*Task objective*. Restate the data below, keeping every line the same.

*Record set*.
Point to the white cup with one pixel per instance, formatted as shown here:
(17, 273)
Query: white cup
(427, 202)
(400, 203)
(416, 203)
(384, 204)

*Response*.
Point to the white cup with one pixel per instance, formatted as shown here:
(17, 273)
Query: white cup
(427, 202)
(400, 203)
(416, 203)
(384, 204)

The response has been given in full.